## TASK TO CARRY OUT
Can you rewrite the stretch of the material from the line containing "My team needs the bounding box of the cloud" through the line containing "[568,268,800,409]" as a Markdown table with the columns Row and Line, one line per row, leaving out blank lines?

(Records of labeled boxes)
--------------------

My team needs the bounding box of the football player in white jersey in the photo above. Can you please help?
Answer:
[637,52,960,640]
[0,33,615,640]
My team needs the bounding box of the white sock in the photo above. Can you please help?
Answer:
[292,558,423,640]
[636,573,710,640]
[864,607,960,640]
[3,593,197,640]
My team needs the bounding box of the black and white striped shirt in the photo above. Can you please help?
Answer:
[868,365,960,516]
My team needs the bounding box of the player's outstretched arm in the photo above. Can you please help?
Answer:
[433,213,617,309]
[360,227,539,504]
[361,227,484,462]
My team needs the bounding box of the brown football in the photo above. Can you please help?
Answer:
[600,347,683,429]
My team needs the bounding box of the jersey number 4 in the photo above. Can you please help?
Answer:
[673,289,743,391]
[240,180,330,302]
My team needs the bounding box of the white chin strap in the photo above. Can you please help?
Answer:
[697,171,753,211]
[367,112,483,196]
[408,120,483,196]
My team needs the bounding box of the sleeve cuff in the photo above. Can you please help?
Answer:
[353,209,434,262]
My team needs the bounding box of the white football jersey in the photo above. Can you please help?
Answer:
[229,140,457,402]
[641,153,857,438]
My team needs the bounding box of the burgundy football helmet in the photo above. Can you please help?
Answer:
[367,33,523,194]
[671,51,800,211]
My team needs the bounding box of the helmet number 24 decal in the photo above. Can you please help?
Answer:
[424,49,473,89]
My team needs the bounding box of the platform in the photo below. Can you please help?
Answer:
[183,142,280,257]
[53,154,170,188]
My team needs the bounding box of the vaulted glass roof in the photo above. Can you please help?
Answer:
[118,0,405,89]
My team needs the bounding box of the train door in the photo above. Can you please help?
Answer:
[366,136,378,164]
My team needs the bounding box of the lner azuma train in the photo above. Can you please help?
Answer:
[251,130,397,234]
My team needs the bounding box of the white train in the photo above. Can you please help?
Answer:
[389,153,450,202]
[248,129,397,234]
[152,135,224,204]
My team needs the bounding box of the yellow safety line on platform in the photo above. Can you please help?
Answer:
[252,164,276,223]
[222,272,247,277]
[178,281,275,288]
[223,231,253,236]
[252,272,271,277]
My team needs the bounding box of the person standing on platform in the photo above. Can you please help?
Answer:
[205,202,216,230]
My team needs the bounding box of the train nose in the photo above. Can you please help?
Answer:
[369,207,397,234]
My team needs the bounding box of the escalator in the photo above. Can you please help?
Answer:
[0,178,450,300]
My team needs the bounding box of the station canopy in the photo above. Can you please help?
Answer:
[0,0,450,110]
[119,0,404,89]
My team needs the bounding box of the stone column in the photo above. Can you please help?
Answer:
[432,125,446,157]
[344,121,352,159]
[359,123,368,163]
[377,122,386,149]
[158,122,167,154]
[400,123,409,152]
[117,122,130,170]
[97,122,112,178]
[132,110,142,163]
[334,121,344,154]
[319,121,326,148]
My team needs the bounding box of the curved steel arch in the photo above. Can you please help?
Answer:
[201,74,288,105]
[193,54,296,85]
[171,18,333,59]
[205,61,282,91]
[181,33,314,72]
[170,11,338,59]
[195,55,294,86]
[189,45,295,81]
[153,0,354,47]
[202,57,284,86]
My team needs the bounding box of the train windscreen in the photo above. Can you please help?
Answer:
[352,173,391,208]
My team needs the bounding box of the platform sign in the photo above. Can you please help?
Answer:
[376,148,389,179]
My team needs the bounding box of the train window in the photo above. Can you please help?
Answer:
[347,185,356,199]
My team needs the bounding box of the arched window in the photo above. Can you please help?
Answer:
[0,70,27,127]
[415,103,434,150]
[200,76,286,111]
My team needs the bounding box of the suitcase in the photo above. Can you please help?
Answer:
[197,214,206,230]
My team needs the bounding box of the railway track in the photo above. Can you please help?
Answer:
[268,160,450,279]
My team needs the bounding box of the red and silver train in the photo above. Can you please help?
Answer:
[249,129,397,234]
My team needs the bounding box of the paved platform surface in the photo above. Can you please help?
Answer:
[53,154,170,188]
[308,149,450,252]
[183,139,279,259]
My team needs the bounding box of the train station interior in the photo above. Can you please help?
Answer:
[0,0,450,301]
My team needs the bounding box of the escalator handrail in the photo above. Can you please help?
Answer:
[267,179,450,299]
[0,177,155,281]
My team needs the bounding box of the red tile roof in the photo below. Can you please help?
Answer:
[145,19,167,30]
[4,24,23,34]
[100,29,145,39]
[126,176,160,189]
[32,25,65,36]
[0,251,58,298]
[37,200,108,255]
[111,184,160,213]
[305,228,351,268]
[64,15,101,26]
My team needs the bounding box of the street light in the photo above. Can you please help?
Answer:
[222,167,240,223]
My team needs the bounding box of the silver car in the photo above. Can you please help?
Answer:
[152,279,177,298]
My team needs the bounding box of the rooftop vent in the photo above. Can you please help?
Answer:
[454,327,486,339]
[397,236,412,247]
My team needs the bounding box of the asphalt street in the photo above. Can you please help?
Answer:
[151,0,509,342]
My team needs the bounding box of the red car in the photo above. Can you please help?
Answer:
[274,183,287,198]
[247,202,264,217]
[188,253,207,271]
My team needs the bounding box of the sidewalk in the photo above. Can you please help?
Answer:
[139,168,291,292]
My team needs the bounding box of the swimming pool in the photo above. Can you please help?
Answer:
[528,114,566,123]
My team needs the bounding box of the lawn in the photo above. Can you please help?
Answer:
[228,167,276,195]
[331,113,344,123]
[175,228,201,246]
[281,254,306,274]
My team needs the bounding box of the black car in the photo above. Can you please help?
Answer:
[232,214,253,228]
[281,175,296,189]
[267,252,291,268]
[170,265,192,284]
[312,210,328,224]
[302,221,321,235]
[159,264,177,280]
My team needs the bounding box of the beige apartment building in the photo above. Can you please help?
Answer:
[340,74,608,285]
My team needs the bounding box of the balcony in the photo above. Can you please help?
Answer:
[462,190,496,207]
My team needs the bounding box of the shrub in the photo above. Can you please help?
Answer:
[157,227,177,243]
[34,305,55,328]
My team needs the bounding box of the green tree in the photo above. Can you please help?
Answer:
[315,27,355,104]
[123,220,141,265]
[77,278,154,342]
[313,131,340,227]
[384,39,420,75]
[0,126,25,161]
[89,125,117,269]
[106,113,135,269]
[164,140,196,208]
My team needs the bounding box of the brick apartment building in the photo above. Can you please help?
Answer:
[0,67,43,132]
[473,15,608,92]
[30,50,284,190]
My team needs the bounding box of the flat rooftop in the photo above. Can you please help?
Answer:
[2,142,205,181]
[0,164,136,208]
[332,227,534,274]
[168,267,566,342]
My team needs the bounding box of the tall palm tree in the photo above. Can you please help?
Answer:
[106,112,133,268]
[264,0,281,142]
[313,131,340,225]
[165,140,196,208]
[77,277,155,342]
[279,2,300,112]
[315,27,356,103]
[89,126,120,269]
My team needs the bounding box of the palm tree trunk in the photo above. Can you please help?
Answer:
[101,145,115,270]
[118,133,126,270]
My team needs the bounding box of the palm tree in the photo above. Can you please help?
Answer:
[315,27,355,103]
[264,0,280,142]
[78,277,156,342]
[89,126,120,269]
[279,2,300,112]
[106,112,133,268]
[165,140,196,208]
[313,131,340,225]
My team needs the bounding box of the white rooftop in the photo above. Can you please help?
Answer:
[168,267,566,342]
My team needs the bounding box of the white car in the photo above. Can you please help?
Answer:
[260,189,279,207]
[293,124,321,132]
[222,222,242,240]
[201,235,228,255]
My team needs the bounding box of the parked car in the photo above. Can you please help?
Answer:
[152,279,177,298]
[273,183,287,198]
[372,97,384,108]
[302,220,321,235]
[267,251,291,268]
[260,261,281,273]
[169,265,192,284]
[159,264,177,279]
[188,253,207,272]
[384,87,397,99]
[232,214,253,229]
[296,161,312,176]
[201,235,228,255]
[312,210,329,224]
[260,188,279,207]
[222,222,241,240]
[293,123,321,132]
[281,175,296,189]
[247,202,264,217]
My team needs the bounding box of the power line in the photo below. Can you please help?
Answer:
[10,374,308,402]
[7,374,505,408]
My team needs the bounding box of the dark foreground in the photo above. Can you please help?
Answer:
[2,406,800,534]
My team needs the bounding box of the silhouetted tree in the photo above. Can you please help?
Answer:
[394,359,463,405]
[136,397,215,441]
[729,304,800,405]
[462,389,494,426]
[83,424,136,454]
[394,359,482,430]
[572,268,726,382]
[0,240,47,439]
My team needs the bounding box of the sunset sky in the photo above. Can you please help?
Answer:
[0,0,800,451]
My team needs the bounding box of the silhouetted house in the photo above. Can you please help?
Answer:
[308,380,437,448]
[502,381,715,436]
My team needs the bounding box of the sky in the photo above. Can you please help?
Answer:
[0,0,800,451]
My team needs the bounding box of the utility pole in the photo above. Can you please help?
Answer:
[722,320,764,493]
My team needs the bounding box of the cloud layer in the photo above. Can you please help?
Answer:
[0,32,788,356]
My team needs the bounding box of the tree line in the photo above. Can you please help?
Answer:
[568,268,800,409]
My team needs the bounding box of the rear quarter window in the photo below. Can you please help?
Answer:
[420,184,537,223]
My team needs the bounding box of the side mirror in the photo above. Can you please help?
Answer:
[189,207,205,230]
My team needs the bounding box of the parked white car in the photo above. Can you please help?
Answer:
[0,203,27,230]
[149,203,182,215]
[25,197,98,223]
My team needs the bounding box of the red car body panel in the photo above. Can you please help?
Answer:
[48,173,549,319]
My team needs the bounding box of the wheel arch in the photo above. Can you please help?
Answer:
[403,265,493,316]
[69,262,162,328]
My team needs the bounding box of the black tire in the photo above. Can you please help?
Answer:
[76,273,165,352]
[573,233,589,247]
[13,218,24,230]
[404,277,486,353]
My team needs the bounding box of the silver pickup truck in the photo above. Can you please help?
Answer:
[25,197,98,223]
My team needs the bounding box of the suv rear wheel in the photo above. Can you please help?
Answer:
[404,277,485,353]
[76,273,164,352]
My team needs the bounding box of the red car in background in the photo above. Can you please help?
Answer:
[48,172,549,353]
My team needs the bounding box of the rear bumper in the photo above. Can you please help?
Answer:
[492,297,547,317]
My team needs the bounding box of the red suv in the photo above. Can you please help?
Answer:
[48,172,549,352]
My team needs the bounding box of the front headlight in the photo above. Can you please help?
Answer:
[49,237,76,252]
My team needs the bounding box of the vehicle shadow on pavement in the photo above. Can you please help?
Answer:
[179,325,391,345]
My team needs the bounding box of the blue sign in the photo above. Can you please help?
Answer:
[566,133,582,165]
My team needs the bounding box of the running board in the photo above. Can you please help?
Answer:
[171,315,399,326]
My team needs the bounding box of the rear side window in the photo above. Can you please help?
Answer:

--------------------

## ANSWER FOR THE TASK
| Row | Line |
|---|---|
| 1 | My team needs the bounding box of the cloud layer in the photo above. Can you please help? |
| 2 | Answer: |
| 3 | [0,32,788,356] |
| 4 | My team needs the bounding box of the tree line in the photo above. Can you please help? |
| 5 | Answer: |
| 6 | [568,268,800,409] |